» Listed records
____________

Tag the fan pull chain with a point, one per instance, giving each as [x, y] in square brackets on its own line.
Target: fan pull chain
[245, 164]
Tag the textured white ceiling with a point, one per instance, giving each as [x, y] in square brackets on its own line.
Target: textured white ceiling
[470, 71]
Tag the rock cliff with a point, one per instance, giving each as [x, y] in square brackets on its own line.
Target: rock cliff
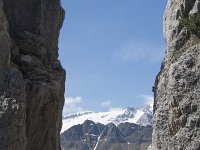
[177, 87]
[31, 76]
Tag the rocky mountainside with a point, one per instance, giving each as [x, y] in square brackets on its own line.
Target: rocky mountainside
[177, 88]
[140, 116]
[96, 136]
[31, 76]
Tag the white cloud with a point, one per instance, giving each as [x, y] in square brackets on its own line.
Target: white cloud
[71, 105]
[148, 99]
[134, 51]
[106, 104]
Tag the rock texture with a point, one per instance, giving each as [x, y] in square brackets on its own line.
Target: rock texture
[177, 87]
[31, 77]
[96, 136]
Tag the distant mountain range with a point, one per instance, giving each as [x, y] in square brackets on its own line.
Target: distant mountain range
[96, 136]
[140, 116]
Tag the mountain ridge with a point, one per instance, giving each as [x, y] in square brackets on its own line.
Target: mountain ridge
[140, 116]
[96, 136]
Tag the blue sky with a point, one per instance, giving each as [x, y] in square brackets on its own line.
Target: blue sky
[112, 51]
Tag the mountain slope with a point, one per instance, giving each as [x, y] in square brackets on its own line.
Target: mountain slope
[141, 116]
[92, 136]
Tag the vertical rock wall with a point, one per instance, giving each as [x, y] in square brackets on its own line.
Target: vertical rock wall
[177, 87]
[31, 76]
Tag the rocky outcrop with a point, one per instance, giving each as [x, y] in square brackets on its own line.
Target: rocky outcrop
[96, 136]
[177, 87]
[31, 76]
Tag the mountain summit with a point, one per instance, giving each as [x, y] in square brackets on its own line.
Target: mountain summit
[140, 116]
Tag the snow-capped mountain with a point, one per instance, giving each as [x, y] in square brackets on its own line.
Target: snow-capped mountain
[141, 116]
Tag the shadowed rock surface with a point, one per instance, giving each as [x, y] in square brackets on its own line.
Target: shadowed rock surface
[31, 76]
[177, 88]
[92, 136]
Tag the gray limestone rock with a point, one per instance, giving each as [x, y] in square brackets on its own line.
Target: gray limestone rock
[31, 77]
[176, 123]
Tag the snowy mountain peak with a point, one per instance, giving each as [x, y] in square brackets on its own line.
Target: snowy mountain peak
[141, 116]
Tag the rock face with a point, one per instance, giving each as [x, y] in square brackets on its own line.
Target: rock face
[177, 87]
[31, 77]
[92, 136]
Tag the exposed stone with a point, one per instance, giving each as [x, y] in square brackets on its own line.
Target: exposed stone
[96, 136]
[177, 86]
[31, 77]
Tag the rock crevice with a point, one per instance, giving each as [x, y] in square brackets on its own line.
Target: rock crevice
[31, 76]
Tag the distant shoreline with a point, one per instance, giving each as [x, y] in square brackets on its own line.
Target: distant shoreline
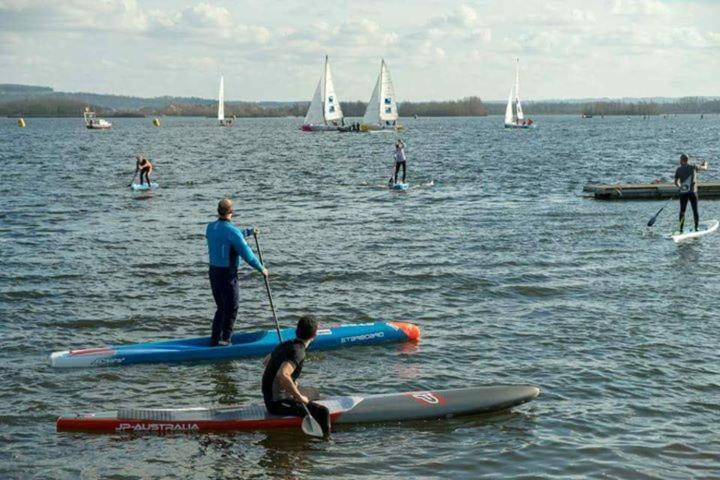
[33, 101]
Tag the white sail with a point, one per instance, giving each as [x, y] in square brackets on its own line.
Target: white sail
[221, 101]
[332, 109]
[372, 112]
[388, 106]
[508, 109]
[325, 106]
[382, 106]
[518, 107]
[314, 115]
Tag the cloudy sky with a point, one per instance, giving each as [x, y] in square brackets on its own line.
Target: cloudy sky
[273, 50]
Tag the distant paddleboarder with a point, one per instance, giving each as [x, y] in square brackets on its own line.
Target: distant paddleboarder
[400, 159]
[281, 391]
[226, 243]
[686, 181]
[143, 166]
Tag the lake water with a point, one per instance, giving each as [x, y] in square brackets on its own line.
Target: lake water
[513, 276]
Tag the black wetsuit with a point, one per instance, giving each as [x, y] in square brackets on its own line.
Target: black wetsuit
[279, 402]
[687, 175]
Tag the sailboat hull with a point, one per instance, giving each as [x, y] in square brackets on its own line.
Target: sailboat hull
[319, 128]
[370, 127]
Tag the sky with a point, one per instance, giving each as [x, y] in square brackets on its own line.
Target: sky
[436, 50]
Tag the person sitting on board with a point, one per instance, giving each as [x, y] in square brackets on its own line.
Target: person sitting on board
[281, 392]
[686, 181]
[143, 166]
[226, 243]
[400, 159]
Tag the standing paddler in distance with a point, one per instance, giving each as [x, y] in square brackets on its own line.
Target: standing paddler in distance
[686, 181]
[281, 391]
[226, 243]
[143, 166]
[400, 161]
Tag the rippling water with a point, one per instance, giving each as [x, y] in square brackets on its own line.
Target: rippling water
[513, 276]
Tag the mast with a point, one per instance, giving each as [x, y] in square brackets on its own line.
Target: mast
[518, 107]
[324, 97]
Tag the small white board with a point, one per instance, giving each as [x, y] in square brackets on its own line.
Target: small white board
[706, 228]
[144, 186]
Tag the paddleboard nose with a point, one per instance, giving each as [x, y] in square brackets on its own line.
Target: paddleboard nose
[412, 331]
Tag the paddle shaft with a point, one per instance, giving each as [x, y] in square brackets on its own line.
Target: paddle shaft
[654, 218]
[267, 287]
[315, 430]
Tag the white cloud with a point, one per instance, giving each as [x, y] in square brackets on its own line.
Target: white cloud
[275, 50]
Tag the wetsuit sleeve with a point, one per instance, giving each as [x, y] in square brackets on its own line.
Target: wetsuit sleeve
[242, 248]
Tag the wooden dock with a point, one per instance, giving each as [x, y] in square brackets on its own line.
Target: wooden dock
[646, 191]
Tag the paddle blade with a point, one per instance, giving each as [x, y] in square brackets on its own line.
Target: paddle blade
[311, 427]
[654, 219]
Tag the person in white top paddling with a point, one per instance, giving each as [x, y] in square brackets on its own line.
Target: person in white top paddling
[400, 161]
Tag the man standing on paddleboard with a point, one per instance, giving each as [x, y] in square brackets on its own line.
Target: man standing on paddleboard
[400, 159]
[686, 181]
[283, 367]
[226, 243]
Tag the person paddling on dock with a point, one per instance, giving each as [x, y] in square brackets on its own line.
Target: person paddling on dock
[686, 181]
[400, 159]
[281, 392]
[226, 243]
[143, 166]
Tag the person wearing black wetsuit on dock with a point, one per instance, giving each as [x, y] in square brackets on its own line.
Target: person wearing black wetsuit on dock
[686, 181]
[281, 392]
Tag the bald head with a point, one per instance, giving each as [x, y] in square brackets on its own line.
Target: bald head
[225, 208]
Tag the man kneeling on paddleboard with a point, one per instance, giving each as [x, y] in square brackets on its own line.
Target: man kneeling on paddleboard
[226, 243]
[686, 181]
[283, 366]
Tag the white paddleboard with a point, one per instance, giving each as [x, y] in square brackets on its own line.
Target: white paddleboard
[144, 186]
[706, 228]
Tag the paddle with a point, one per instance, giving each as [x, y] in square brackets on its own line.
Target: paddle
[309, 425]
[267, 287]
[652, 221]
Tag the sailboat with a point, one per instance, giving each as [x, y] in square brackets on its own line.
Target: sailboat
[94, 123]
[381, 112]
[518, 120]
[222, 121]
[324, 113]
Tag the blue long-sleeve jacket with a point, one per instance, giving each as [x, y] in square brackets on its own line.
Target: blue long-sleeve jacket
[226, 243]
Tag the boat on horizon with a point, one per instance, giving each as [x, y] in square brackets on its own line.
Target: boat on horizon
[94, 123]
[381, 112]
[516, 119]
[324, 113]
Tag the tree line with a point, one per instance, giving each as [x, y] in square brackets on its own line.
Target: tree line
[66, 106]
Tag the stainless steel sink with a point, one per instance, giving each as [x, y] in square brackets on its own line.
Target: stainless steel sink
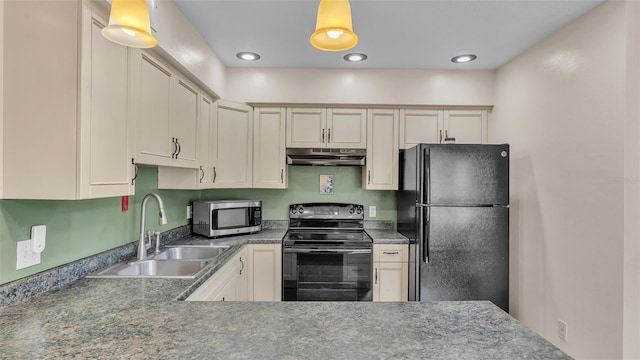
[190, 253]
[154, 268]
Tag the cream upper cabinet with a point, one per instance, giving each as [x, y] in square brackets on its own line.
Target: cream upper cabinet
[326, 128]
[418, 126]
[269, 151]
[231, 145]
[432, 126]
[381, 169]
[265, 276]
[166, 113]
[466, 126]
[77, 142]
[306, 127]
[202, 177]
[390, 272]
[346, 128]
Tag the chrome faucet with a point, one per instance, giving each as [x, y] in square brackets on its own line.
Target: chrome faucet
[162, 220]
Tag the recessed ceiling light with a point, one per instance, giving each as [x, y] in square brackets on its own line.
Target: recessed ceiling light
[355, 57]
[463, 58]
[248, 56]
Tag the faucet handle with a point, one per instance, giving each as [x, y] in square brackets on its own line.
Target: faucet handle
[157, 236]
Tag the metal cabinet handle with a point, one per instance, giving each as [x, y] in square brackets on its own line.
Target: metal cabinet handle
[175, 148]
[135, 175]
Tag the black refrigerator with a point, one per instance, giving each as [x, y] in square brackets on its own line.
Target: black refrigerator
[453, 205]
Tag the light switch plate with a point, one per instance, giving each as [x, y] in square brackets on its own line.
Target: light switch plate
[26, 257]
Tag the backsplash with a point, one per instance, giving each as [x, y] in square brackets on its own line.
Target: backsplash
[78, 229]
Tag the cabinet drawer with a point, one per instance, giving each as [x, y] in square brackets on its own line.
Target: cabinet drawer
[391, 253]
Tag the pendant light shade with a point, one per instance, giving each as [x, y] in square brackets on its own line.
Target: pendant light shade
[129, 24]
[334, 31]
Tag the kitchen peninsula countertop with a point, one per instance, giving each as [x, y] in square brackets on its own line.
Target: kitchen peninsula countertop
[140, 318]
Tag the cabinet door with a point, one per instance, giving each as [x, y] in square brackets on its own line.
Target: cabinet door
[269, 157]
[418, 126]
[466, 126]
[347, 128]
[232, 148]
[306, 127]
[390, 282]
[265, 280]
[184, 122]
[153, 126]
[381, 169]
[106, 134]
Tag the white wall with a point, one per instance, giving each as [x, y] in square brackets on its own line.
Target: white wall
[631, 308]
[344, 86]
[562, 107]
[180, 40]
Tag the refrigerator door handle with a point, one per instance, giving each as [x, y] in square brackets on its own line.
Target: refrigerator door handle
[426, 231]
[426, 196]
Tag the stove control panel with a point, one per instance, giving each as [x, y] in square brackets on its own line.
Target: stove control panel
[326, 211]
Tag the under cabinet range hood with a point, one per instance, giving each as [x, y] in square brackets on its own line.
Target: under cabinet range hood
[318, 156]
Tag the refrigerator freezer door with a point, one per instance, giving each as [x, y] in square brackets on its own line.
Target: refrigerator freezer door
[466, 174]
[468, 255]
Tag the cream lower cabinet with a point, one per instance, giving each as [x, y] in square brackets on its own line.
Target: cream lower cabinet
[67, 128]
[265, 274]
[390, 272]
[229, 283]
[381, 169]
[253, 274]
[269, 148]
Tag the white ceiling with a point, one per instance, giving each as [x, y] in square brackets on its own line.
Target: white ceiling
[394, 34]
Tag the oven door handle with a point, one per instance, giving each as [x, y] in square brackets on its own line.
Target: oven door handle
[327, 251]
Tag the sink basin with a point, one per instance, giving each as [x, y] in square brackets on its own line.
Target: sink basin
[155, 268]
[191, 253]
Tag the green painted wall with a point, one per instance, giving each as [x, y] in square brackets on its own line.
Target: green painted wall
[77, 229]
[304, 184]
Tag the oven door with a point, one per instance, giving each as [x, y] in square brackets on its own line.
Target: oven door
[326, 273]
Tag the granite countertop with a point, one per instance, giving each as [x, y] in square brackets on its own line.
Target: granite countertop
[139, 319]
[142, 318]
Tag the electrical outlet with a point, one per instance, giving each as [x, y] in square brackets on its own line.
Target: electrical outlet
[26, 257]
[563, 330]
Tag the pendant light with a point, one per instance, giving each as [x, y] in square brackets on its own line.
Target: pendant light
[334, 31]
[129, 24]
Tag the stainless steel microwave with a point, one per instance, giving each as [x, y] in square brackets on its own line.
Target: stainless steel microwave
[229, 217]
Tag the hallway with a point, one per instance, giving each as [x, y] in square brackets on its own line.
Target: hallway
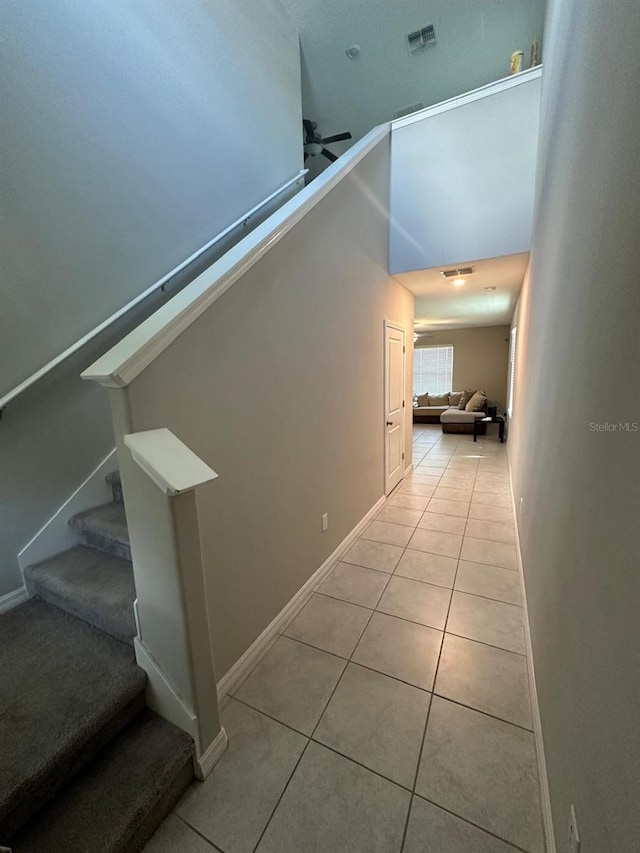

____________

» To do
Return each line of the material above in which the string "hallway" appears.

» Response to the exercise
Tag the hallway with a point, one per instance, giving each as [x, y] in square brackets on its own line.
Target: hallway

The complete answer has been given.